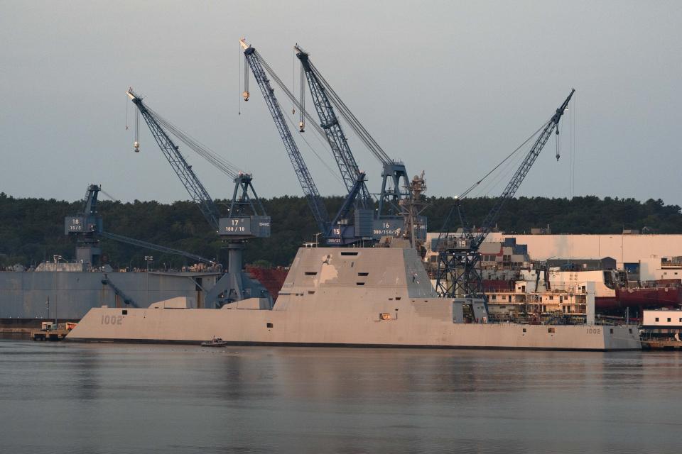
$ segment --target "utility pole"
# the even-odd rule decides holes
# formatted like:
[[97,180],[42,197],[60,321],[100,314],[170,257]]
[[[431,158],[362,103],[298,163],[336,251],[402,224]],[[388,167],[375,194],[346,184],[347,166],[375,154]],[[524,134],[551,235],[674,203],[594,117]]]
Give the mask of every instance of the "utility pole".
[[[55,261],[54,271],[54,284],[55,284],[55,325],[57,324],[57,262],[62,260],[61,255],[53,255],[52,259]],[[48,306],[49,307],[49,306]]]

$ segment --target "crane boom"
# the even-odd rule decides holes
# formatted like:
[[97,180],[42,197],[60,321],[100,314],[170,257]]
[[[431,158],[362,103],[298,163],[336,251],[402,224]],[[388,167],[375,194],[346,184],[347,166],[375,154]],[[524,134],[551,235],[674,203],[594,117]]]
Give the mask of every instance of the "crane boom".
[[136,95],[132,89],[129,89],[126,92],[128,96],[132,100],[133,103],[137,106],[140,114],[144,118],[149,131],[151,131],[154,140],[158,144],[161,153],[168,160],[173,170],[175,170],[180,180],[183,182],[187,192],[189,193],[192,199],[199,206],[202,214],[206,218],[206,221],[216,231],[219,228],[219,219],[220,218],[217,207],[213,202],[213,199],[208,194],[208,192],[201,182],[197,177],[197,175],[192,170],[182,153],[180,153],[178,147],[170,139],[170,137],[161,127],[159,122],[155,118],[153,114],[147,108],[142,101],[142,98]]
[[275,126],[277,127],[277,132],[279,133],[280,138],[284,143],[284,148],[293,166],[296,177],[298,179],[298,183],[301,184],[303,194],[308,200],[308,204],[313,211],[313,216],[315,217],[318,228],[320,232],[327,232],[330,228],[329,214],[327,209],[323,203],[322,197],[320,196],[320,192],[318,187],[313,180],[310,170],[303,160],[303,157],[298,150],[298,146],[291,135],[291,131],[286,123],[284,115],[282,114],[282,109],[275,96],[274,90],[270,85],[270,80],[268,79],[263,65],[261,62],[261,57],[256,49],[247,44],[244,38],[239,40],[242,48],[244,49],[244,55],[247,62],[249,63],[251,70],[256,78],[256,82],[263,94],[265,102],[268,106],[268,109],[274,120]]
[[[483,240],[485,240],[485,237],[487,236],[490,229],[494,225],[495,222],[497,221],[497,218],[499,217],[499,213],[504,206],[504,204],[516,193],[516,190],[518,190],[521,184],[524,182],[524,179],[525,179],[526,175],[528,175],[531,167],[535,163],[535,160],[538,158],[538,156],[540,155],[540,152],[542,151],[542,149],[549,140],[552,132],[554,131],[555,128],[558,128],[559,120],[561,119],[561,116],[563,115],[564,111],[565,111],[568,106],[568,102],[570,101],[570,98],[575,92],[575,89],[572,89],[568,97],[567,97],[559,108],[556,109],[556,113],[555,113],[549,121],[547,122],[546,126],[542,130],[542,132],[540,133],[540,135],[533,144],[533,146],[531,147],[528,154],[526,155],[526,157],[524,158],[519,168],[516,169],[516,172],[514,172],[512,177],[512,179],[507,183],[507,187],[504,188],[502,194],[500,194],[497,199],[497,201],[493,206],[492,209],[491,209],[487,216],[485,216],[485,218],[483,220],[483,223],[481,224],[480,233],[474,238],[477,249],[478,246],[483,243]],[[556,133],[558,135],[558,129],[556,130]]]
[[[339,123],[338,118],[336,116],[332,103],[327,96],[325,87],[320,80],[317,69],[310,62],[308,54],[306,52],[298,45],[294,48],[296,50],[296,57],[301,60],[301,64],[303,65],[308,85],[310,89],[310,94],[313,96],[313,103],[315,104],[318,116],[320,118],[320,126],[325,131],[327,140],[332,149],[339,170],[341,172],[341,178],[343,179],[344,184],[345,184],[347,191],[350,192],[360,173],[355,157],[353,156],[353,153],[350,150],[348,140],[341,128],[341,125]],[[372,207],[369,192],[364,182],[360,188],[358,199],[362,208]]]
[[[473,233],[467,228],[468,226],[462,209],[460,199],[458,199],[456,200],[455,206],[450,211],[450,214],[448,215],[448,218],[450,217],[453,211],[456,210],[462,226],[465,228],[464,233],[462,238],[455,238],[454,240],[450,238],[445,238],[445,244],[440,244],[441,240],[446,235],[448,223],[446,220],[443,232],[441,232],[438,236],[439,244],[437,246],[439,249],[438,269],[436,276],[436,290],[438,292],[447,297],[455,297],[459,293],[462,295],[482,298],[484,304],[487,305],[487,299],[483,292],[483,278],[480,271],[481,256],[479,248],[495,222],[497,222],[505,203],[514,196],[526,178],[533,164],[535,163],[536,160],[540,155],[540,152],[542,151],[549,140],[552,132],[556,129],[556,133],[559,133],[559,121],[568,106],[568,102],[575,92],[575,89],[571,89],[568,96],[556,109],[549,121],[538,130],[539,135],[524,157],[514,175],[512,175],[509,182],[507,183],[504,190],[502,191],[502,194],[493,205],[492,209],[485,216],[480,231],[477,234]],[[536,131],[531,138],[534,137],[538,131]],[[529,140],[531,138],[529,138]],[[514,150],[514,153],[519,149],[520,149],[520,147]]]
[[124,236],[123,235],[117,235],[117,233],[112,233],[110,232],[104,232],[104,231],[99,232],[97,234],[99,236],[102,236],[105,238],[109,238],[109,240],[114,240],[115,241],[118,241],[119,243],[125,243],[126,244],[130,244],[134,246],[139,246],[140,248],[144,248],[146,249],[157,250],[160,253],[165,253],[166,254],[172,254],[173,255],[182,255],[183,257],[186,257],[187,258],[191,259],[193,260],[195,260],[197,262],[203,262],[204,263],[208,263],[209,265],[213,265],[215,263],[215,260],[212,260],[210,258],[206,258],[205,257],[202,257],[201,255],[193,254],[191,253],[185,252],[184,250],[180,250],[179,249],[167,248],[166,246],[154,244],[153,243],[149,243],[148,241],[143,241],[142,240],[136,240],[135,238]]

================================

## WHAT YOU WILL DO
Copy every line from the entries above that contains the string "segment".

## FULL SOLUTION
$ segment --target "utility pole"
$ segment --target "crane boom"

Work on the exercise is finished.